■ Working data
========================================
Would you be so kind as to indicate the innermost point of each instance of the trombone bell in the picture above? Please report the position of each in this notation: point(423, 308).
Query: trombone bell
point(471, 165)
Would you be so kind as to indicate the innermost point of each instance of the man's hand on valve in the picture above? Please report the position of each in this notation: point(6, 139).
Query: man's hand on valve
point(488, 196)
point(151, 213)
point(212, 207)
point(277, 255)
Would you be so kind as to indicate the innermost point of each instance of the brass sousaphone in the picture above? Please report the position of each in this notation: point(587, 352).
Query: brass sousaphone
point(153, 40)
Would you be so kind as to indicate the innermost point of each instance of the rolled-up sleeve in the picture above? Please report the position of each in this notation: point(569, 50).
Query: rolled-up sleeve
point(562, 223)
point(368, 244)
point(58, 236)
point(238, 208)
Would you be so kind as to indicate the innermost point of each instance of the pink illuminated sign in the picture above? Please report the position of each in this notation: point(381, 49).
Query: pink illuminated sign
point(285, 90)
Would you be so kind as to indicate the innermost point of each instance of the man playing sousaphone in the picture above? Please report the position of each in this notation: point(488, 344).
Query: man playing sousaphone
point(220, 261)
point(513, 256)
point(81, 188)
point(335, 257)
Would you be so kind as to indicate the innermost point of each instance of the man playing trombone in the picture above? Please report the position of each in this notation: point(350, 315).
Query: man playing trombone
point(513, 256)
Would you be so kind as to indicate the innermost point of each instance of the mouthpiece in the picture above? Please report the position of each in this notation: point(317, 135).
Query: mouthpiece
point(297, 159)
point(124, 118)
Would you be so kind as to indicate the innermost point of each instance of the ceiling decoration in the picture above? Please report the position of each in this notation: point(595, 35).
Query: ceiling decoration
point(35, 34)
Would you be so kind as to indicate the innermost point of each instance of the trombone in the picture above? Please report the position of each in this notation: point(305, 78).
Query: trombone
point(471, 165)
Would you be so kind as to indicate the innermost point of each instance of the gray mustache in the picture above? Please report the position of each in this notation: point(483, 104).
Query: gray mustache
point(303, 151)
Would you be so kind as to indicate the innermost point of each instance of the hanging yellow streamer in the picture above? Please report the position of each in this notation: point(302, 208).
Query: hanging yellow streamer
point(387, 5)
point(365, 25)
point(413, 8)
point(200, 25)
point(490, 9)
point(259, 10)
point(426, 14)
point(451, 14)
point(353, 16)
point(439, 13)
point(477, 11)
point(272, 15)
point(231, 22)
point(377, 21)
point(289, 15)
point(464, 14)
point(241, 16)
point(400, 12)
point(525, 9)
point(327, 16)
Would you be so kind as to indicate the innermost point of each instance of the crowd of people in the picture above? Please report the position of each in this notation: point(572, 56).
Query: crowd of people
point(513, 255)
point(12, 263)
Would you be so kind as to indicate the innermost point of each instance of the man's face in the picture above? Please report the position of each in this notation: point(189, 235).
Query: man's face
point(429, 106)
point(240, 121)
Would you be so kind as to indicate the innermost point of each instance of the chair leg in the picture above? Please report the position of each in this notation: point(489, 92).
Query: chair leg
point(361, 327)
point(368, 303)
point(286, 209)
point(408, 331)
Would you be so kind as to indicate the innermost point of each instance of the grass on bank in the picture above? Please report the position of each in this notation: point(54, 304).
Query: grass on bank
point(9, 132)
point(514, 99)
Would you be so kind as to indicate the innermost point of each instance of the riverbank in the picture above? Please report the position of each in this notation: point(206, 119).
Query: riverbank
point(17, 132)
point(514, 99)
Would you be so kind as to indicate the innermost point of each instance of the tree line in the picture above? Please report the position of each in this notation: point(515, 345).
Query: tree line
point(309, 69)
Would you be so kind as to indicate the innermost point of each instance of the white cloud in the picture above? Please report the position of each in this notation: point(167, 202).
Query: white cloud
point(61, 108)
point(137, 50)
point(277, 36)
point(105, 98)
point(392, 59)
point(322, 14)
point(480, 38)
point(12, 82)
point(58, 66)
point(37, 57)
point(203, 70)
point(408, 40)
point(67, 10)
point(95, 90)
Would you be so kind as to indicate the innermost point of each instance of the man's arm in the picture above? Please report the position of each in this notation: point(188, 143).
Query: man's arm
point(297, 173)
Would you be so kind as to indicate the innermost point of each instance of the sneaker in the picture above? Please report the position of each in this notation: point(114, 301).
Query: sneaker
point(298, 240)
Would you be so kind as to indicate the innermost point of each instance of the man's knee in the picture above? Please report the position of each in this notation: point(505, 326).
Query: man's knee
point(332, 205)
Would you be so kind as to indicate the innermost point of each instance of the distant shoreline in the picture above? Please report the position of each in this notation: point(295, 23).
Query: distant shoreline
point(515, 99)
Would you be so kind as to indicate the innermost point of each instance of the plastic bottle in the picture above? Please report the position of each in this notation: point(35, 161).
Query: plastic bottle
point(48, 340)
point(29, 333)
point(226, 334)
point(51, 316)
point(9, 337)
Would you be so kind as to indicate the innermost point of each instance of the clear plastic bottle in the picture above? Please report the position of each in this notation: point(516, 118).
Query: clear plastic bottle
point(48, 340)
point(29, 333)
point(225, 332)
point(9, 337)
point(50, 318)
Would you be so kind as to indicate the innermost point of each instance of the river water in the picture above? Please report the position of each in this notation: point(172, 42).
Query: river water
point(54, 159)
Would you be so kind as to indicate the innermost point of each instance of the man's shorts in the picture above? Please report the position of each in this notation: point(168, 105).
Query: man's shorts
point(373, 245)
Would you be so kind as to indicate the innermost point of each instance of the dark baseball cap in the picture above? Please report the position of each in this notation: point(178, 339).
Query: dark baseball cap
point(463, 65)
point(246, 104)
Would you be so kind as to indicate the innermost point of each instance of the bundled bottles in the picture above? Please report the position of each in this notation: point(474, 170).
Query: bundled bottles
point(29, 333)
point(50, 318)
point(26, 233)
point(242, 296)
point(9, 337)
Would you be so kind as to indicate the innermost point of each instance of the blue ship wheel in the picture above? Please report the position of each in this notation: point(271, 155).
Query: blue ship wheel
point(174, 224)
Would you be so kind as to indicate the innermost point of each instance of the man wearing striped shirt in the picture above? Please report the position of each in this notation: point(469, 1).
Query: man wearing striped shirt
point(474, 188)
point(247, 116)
========================================
■ Task item
Please copy out each record, character for character.

■ Output below
Would you be so kind as to indicate the innermost point of each instance of the trombone bell in the picture above? Please report the position of each in this notation: point(423, 308).
Query: trombone bell
point(471, 165)
Would you be so kind as to indicate the innermost point of each instance of the man's hand on valve in the picture above? Please report the position of each in this notation: point(6, 139).
Query: man's hand on valve
point(488, 196)
point(151, 213)
point(212, 207)
point(277, 255)
Would you be so kind as to indicate the innermost point of each instance of the brass sousaphone in the picture above? Please report the position of each in this notation: point(587, 352).
Query: brass sousaphone
point(153, 40)
Would you be so kind as to indicate the innermost point of each instance of the rolled-up sleeve in the picture above? Please report the position of each in this notation: point(569, 50).
Query: rolled-up sleeve
point(562, 223)
point(368, 244)
point(58, 236)
point(238, 208)
Would you be so kind as to indicate the innermost point of each instance of the pink illuminated sign in the picture above? Please report the position of each in this notation: point(381, 49).
Query: pink illuminated sign
point(285, 90)
Would you be so kind as to indicate the innermost point of each instance of the man playing sousaphone in the picture above? Please report the position of each in this notation: point(488, 344).
Query: man playing sousaphone
point(220, 261)
point(513, 256)
point(81, 188)
point(335, 257)
Would you be so kind as to indicate the innermost point of each instance of the man playing trombone in the picture above? Please report the position of each in this notation: point(350, 315).
Query: man playing trombone
point(513, 256)
Would you be so kind as to indicate the innermost point of each instance of the mouthpiece in the picture above? Please report the position of each in this notation: point(317, 135).
Query: mouthpiece
point(297, 159)
point(124, 118)
Would you be so kind as to indicate the innermost point of each instance of the ceiling decoration in the picture above? Please report the position of each in this notation: point(595, 35).
Query: ceiling decoration
point(35, 34)
Would you be so kind as to indicate the innermost point of each instance of the trombone in the picture above? Please report the position of each in this notation: point(305, 78).
Query: trombone
point(471, 165)
Would you be so kind as to indicate the innermost point of each instance of the gray mustache in the picture above? Please report the position of each in this notation: point(483, 104).
Query: gray mustache
point(303, 151)
Would you be so kind as to indicate the innermost point of each instance of the hanging yellow streamer in the picture above? Please report the position of each in this notation: point(302, 208).
Query: hanging yellow streamer
point(387, 5)
point(365, 25)
point(413, 8)
point(200, 25)
point(490, 9)
point(259, 10)
point(426, 14)
point(451, 14)
point(353, 16)
point(439, 13)
point(477, 11)
point(272, 15)
point(231, 22)
point(377, 21)
point(289, 15)
point(464, 14)
point(241, 16)
point(400, 12)
point(525, 9)
point(327, 16)
Would you be so kind as to indicate the innermost point of each instance of the crowd of people in the picture above? Please report the position of each in this notation: point(572, 56).
Query: crowd of people
point(513, 255)
point(12, 263)
Would you be so kind as to indicate the innermost point of each instance of the man's face in the picture above? Please report the position of each in this notation: point(189, 235).
Query: man's face
point(429, 106)
point(240, 121)
Would you be so kind as to indicate the innermost point of each instance of the chair leg in the picture above? Please report the position of each in this notation: point(489, 92).
Query: chair leg
point(361, 327)
point(368, 303)
point(286, 209)
point(408, 331)
Would you be so kind as to indicate the innermost point of each instance of the grass on bank in the picture above? Please report the position of each in this notation: point(54, 304).
Query: grass on bank
point(9, 132)
point(514, 99)
Would you be so kind as to indicate the innermost point of each instance of the riverbank in the picture above? Please report the position of each in this notation: point(206, 119).
Query: riverbank
point(17, 132)
point(514, 99)
Would you be so kind as to indicate the innermost point of each instance of the tree line in the picture above? Please report the position of each in this notation: point(515, 345).
Query: tree line
point(309, 69)
Would you be so kind as to indicate the innermost point of each instance of the white cloud in the picture above? Please report the position of each in this notation: point(167, 202).
Query: white cloud
point(61, 108)
point(137, 50)
point(277, 36)
point(105, 98)
point(392, 59)
point(322, 14)
point(480, 38)
point(12, 82)
point(58, 66)
point(37, 57)
point(203, 70)
point(408, 40)
point(67, 10)
point(95, 90)
Would you be so kind as to indicate the innermost point of each instance of the man's arm in the picture above? Please report the position of each in this notation: point(188, 143).
Query: man's arm
point(297, 173)
Would you be so kind as to indicate the innermost point of each instance of the sneaker in the picture above? Please report the position of each in this notation: point(114, 301).
Query: sneaker
point(298, 240)
Would you be so kind as to indicate the innermost point of each instance of the man's knee in the picture above? Please report the position of each in this notation: point(505, 326).
Query: man's knee
point(332, 205)
Would you be so kind as to indicate the innermost point of each instance of the distant shoreline in the picture above? Please report the position of each in this notation: point(295, 23).
Query: distant shoreline
point(515, 99)
Would you be so kind as to indicate the innermost point of each instance of the plastic bottle in the picture above? Please report the position of each in this notation: point(35, 161).
Query: plastic bottle
point(48, 340)
point(29, 333)
point(226, 334)
point(51, 316)
point(9, 337)
Would you be so kind as to indicate the innermost point of each instance of the clear plastic bottle in the picture above? Please report the position of each in this notation: point(516, 118).
Query: clear plastic bottle
point(48, 340)
point(29, 333)
point(225, 332)
point(9, 337)
point(50, 318)
Would you be so kind as to indicate the innermost point of each instance of the river water in the picture above? Please report the position of each in this notation: point(172, 42).
Query: river water
point(54, 159)
Would you be so kind as to indicate the innermost point of each instance of the man's shorts in the picture above? Please report the position of each in this notation: point(168, 105).
Query: man's shorts
point(373, 245)
Would you be so kind as to indicate the innermost point of each instance of the dark baseball cap in the picture above? Please report the position of each in this notation: point(178, 339).
Query: dark baseball cap
point(463, 65)
point(246, 104)
Would you be so kind as to indicate the innermost point of each instance of the bundled bottles in the picture above? Please report the position of each in this notation: point(474, 170).
Query: bundled bottles
point(29, 333)
point(50, 318)
point(26, 233)
point(242, 296)
point(9, 337)
Would you be so kind as to indicate the innermost point of each instance of the blue ship wheel in the picture above? Please report the position of each in this notation: point(271, 155).
Query: blue ship wheel
point(174, 224)
Would you be so kind as to indicate the innermost point of each instance of the man wearing striped shirt in the picture above? Please report the position of each in this notation: point(469, 1).
Query: man wearing striped shirt
point(474, 188)
point(247, 116)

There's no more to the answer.